***** DATASET EXTRACT *****

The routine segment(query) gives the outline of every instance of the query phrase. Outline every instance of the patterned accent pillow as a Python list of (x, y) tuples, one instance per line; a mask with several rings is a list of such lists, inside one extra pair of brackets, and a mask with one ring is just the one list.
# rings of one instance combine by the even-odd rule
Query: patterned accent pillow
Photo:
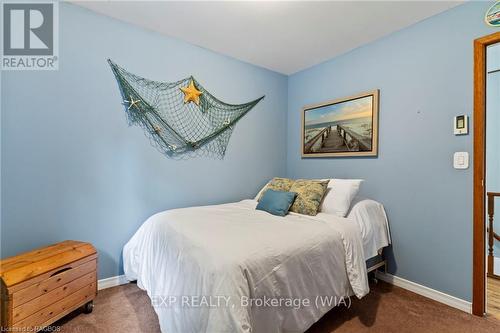
[(262, 196), (267, 190), (288, 192), (290, 190), (290, 187), (292, 187), (293, 182), (294, 182), (293, 179), (274, 177), (262, 189), (259, 199), (257, 201), (260, 201), (260, 199), (262, 199)]
[(297, 193), (297, 198), (290, 207), (290, 211), (311, 216), (318, 214), (327, 187), (328, 180), (297, 179), (288, 190)]

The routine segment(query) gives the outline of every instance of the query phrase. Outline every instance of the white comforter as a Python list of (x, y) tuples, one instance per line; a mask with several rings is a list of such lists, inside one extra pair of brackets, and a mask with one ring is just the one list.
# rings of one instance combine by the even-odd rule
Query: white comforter
[(347, 218), (355, 222), (361, 231), (365, 259), (375, 257), (391, 243), (387, 215), (380, 202), (356, 198)]
[(162, 332), (303, 332), (340, 297), (368, 293), (356, 223), (255, 206), (158, 213), (125, 245), (125, 275), (147, 291)]

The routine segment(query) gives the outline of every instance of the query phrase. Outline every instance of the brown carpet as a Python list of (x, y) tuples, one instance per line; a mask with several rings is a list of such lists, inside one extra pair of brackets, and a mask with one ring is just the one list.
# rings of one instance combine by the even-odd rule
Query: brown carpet
[[(407, 290), (379, 282), (347, 309), (327, 313), (307, 333), (327, 332), (500, 332), (500, 321), (479, 318)], [(60, 320), (61, 332), (159, 332), (158, 318), (146, 293), (135, 284), (105, 289), (94, 311), (78, 311)]]

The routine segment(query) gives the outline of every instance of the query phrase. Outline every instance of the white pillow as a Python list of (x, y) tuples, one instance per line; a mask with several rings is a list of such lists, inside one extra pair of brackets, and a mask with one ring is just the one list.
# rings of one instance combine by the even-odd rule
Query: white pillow
[(345, 217), (352, 200), (359, 192), (362, 181), (362, 179), (330, 179), (320, 211)]

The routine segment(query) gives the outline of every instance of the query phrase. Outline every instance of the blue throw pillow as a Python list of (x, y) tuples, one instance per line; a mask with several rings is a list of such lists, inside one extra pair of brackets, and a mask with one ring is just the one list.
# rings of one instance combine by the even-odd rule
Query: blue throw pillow
[(297, 193), (267, 190), (257, 205), (258, 210), (263, 210), (273, 215), (285, 216), (293, 204)]

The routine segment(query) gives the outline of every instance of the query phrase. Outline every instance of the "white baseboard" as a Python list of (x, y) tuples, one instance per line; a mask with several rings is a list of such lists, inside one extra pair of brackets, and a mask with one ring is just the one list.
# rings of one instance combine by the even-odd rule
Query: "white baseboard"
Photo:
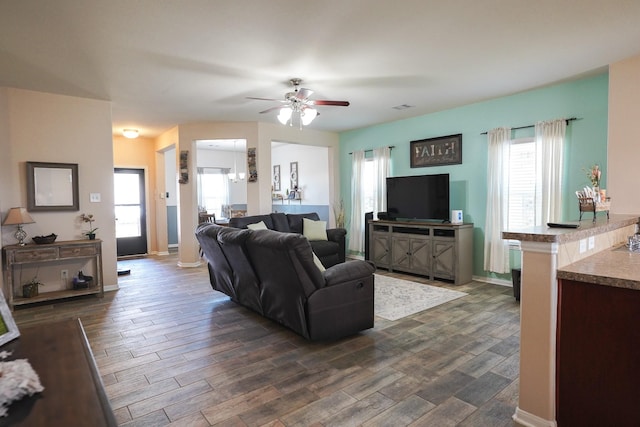
[(118, 289), (120, 289), (120, 286), (118, 286), (117, 284), (115, 284), (115, 285), (106, 285), (104, 287), (104, 291), (105, 292), (117, 291)]
[(527, 411), (523, 411), (519, 407), (516, 408), (516, 413), (513, 414), (513, 421), (516, 424), (525, 426), (525, 427), (557, 427), (558, 423), (556, 420), (545, 420), (544, 418), (540, 418), (537, 415), (533, 415), (528, 413)]
[(473, 280), (476, 282), (484, 282), (490, 283), (492, 285), (500, 285), (513, 288), (513, 284), (509, 280), (496, 279), (495, 277), (473, 276)]
[(178, 267), (184, 267), (184, 268), (195, 268), (195, 267), (200, 267), (202, 265), (201, 262), (180, 262), (178, 261)]

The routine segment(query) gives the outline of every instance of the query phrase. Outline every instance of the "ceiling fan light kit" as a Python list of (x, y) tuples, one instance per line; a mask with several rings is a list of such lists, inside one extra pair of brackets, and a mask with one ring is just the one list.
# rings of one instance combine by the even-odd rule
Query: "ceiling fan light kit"
[(314, 108), (316, 105), (338, 107), (349, 106), (349, 101), (311, 100), (309, 97), (313, 94), (313, 91), (300, 87), (302, 79), (291, 79), (289, 82), (293, 86), (293, 92), (287, 92), (284, 95), (284, 100), (254, 97), (248, 97), (248, 99), (276, 101), (285, 104), (281, 107), (268, 108), (260, 113), (263, 114), (278, 110), (278, 121), (283, 125), (288, 124), (289, 126), (293, 126), (294, 117), (297, 117), (300, 130), (302, 130), (302, 126), (308, 126), (311, 124), (311, 122), (319, 115), (318, 110)]

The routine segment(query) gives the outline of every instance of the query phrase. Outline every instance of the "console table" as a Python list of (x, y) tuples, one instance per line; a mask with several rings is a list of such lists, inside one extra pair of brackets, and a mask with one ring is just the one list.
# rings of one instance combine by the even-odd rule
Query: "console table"
[(9, 406), (2, 426), (117, 426), (79, 319), (20, 328), (2, 350), (28, 359), (44, 391)]
[[(104, 295), (102, 278), (102, 240), (69, 240), (44, 245), (8, 245), (3, 248), (9, 307), (51, 301), (78, 295)], [(93, 261), (94, 280), (86, 289), (64, 289), (41, 292), (32, 298), (22, 297), (22, 283), (14, 280), (15, 269), (22, 265), (53, 264), (68, 261)]]
[(444, 279), (473, 275), (473, 224), (369, 221), (369, 252), (377, 268)]

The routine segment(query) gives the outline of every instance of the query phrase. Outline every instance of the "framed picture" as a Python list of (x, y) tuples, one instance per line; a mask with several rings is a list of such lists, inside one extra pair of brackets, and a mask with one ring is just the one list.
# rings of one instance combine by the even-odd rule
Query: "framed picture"
[(4, 299), (4, 293), (0, 291), (0, 346), (20, 336), (16, 322), (11, 316), (11, 311)]
[(459, 165), (462, 163), (462, 134), (411, 141), (411, 167)]
[(291, 162), (289, 164), (289, 171), (291, 175), (291, 189), (298, 188), (298, 162)]
[(280, 165), (273, 167), (273, 191), (280, 191)]
[(186, 184), (189, 182), (189, 151), (180, 151), (180, 175), (178, 178), (180, 184)]
[(256, 163), (256, 149), (247, 148), (247, 169), (249, 169), (248, 182), (256, 182), (258, 180), (258, 166)]
[(27, 210), (77, 211), (78, 164), (27, 162)]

*****

* **HOW TO COMPLETE THIS TASK**:
Transcribe the entries above verbatim, excluding any image.

* **ANSWER FOR THE TASK**:
The routine segment(query) gives the outline of every instance of the query phrase. Outline every instance of the patterned accent pillow as a Python list of (x, y) tuples, one instance per line; a mask with several rings is a list of such lists, inside one extra pair of brackets, and a mask with one ring is just the one list.
# rings of one instance combine by the even-odd rule
Query: patterned accent pillow
Photo:
[(262, 196), (267, 190), (288, 192), (290, 190), (290, 187), (292, 187), (293, 182), (294, 182), (293, 179), (274, 177), (262, 189), (259, 199), (257, 201), (260, 201), (260, 199), (262, 199)]
[(297, 193), (297, 198), (290, 207), (290, 211), (311, 216), (318, 214), (327, 187), (328, 180), (297, 179), (288, 190)]

The routine segment(query) gives the outline of every instance of the query phrase. Outline every instance of the white comforter as a Python list of (x, y) tuples, one instance per line; a mask with several rings is a list of such lists, inside one extra pair of brackets, and a mask with one ring is just the one list.
# rings of one instance combine by the even-odd rule
Query: white comforter
[(347, 218), (355, 222), (361, 231), (365, 259), (375, 257), (391, 243), (387, 215), (380, 202), (356, 198)]
[(162, 332), (303, 332), (340, 297), (368, 293), (356, 223), (255, 206), (158, 213), (125, 245), (125, 275), (147, 291)]

The routine segment(query) gives the outline of every instance of the query phrase. Outline every instance of the brown carpet as a Python list of (x, y) tuples, one instance per line; a mask with several rings is a list of such lists, inside one extra pair of brackets, and a mask with one ring is just the one list.
# rings of one instance combine by the even-odd rule
Query: brown carpet
[[(407, 290), (379, 282), (347, 309), (327, 313), (307, 333), (327, 332), (500, 332), (500, 321), (479, 318)], [(60, 320), (61, 332), (159, 332), (158, 318), (146, 293), (135, 284), (105, 289), (94, 311), (78, 311)]]

The routine segment(query) gives the outline of every instance of the query phrase. Outline every instance of the white pillow as a Python list of (x, y) tuples, one instance per line; a mask with several rings is a list of such lists, inside one extra pair of brackets, and a mask with one ring is just the one list.
# rings of one instance combine by the even-odd rule
Query: white pillow
[(345, 217), (352, 200), (359, 192), (362, 181), (362, 179), (330, 179), (320, 211)]

The routine segment(query) gives the outline of every instance of the query phrase. Outline every instance of the blue throw pillow as a Python list of (x, y) tuples, one instance per line; a mask with several rings is a list of such lists, inside one extra pair of brackets, and a mask with one ring is just the one list.
# rings of one instance combine by the even-odd rule
Query: blue throw pillow
[(297, 193), (267, 190), (257, 205), (258, 210), (263, 210), (273, 215), (285, 216), (293, 204)]

The routine segment(query) gives the outline of every instance of the query phrase. Outline every instance of the "white baseboard" as a Python list of (x, y) tuples, one instance per line; a mask with several rings is a list of such lists, inside one extra pair of brackets, and a mask with one ring is just the one list.
# rings of one instance combine by the even-odd rule
Query: "white baseboard"
Photo:
[(118, 289), (120, 289), (120, 286), (118, 286), (117, 284), (115, 284), (115, 285), (106, 285), (104, 287), (104, 291), (105, 292), (117, 291)]
[(527, 411), (523, 411), (519, 407), (516, 408), (516, 413), (513, 414), (513, 421), (516, 424), (525, 426), (525, 427), (557, 427), (558, 423), (556, 420), (545, 420), (544, 418), (540, 418), (537, 415), (533, 415), (528, 413)]
[(473, 280), (476, 282), (484, 282), (490, 283), (492, 285), (500, 285), (513, 288), (513, 284), (509, 280), (496, 279), (495, 277), (473, 276)]
[(178, 267), (184, 267), (184, 268), (195, 268), (195, 267), (200, 267), (202, 265), (201, 262), (180, 262), (178, 261)]

The routine segment(query) gives the outline of every instance of the query phrase. Outline every instance of the "ceiling fan light kit" as a Python list of (x, y) tuples, one instance per line; a mask with several rings is a list of such lists, inside one extra pair of brackets, and a mask with one ring is just the one list.
# rings of one instance combine by the even-odd rule
Query: "ceiling fan light kit"
[(314, 108), (316, 105), (338, 107), (349, 106), (349, 101), (311, 100), (309, 97), (313, 94), (313, 91), (300, 87), (302, 79), (291, 79), (289, 82), (293, 86), (293, 92), (287, 92), (284, 95), (284, 100), (254, 97), (248, 97), (248, 99), (276, 101), (285, 104), (281, 107), (268, 108), (260, 113), (263, 114), (278, 110), (278, 121), (283, 125), (288, 124), (289, 126), (293, 126), (294, 117), (297, 117), (300, 130), (302, 130), (302, 126), (308, 126), (311, 124), (311, 122), (319, 115), (318, 110)]

The routine segment(query) gives the outline of every instance of the query phrase. Outline every instance of the "console table" as a Python list of (x, y) tuples, one instance per line; a mask with several rings is a list of such lists, inside one extra pair of brackets, and a mask with one ring is just the one list.
# rings of one instance combine by the even-odd rule
Query: "console table"
[(9, 406), (2, 426), (117, 426), (79, 319), (20, 328), (2, 350), (28, 359), (44, 391)]
[[(104, 295), (102, 278), (102, 240), (69, 240), (44, 245), (8, 245), (3, 248), (9, 307), (51, 301), (78, 295)], [(93, 261), (94, 280), (86, 289), (64, 289), (41, 292), (32, 298), (22, 297), (22, 283), (14, 280), (15, 269), (22, 265), (53, 264), (68, 261)]]
[(444, 279), (473, 275), (473, 224), (369, 221), (369, 252), (377, 268)]

The routine segment(query) gives the outline of every instance of the query phrase. Outline every instance of the "framed picture" as a Python list of (x, y) tuples, one instance per line; a mask with several rings is a list of such lists, inside one extra pair of brackets, and a mask with one ring is just the one list.
# rings of one instance combine by the even-odd rule
Query: "framed picture"
[(4, 299), (4, 293), (0, 291), (0, 346), (20, 336), (16, 322), (11, 316), (11, 311)]
[(459, 165), (462, 163), (462, 134), (411, 141), (411, 167)]
[(291, 162), (289, 164), (289, 171), (291, 175), (291, 189), (298, 188), (298, 162)]
[(280, 165), (273, 167), (273, 191), (280, 191)]
[(186, 184), (189, 182), (189, 151), (180, 151), (180, 175), (178, 178), (180, 184)]
[(256, 163), (256, 149), (247, 148), (247, 169), (249, 169), (248, 182), (256, 182), (258, 180), (258, 166)]
[(27, 210), (77, 211), (78, 164), (27, 162)]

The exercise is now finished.